**TRY IT**
Determine how many lines in the records that follow hold the string "this". Only that number should be returned.

**SUPPLIED MATERIAL**
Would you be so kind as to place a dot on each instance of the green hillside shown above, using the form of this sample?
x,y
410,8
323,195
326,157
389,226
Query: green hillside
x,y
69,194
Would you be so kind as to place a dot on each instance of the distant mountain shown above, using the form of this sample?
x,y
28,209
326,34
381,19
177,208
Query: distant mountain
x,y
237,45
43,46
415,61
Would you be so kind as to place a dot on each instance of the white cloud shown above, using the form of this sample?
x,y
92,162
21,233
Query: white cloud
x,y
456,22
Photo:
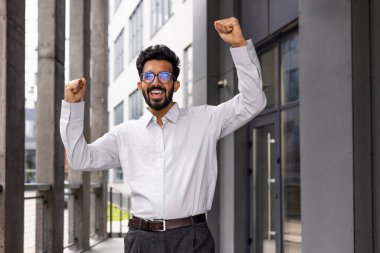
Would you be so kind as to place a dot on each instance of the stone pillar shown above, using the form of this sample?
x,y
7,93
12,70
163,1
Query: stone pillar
x,y
206,76
80,57
49,153
335,126
12,118
99,95
375,94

**RESPONSE BOX**
4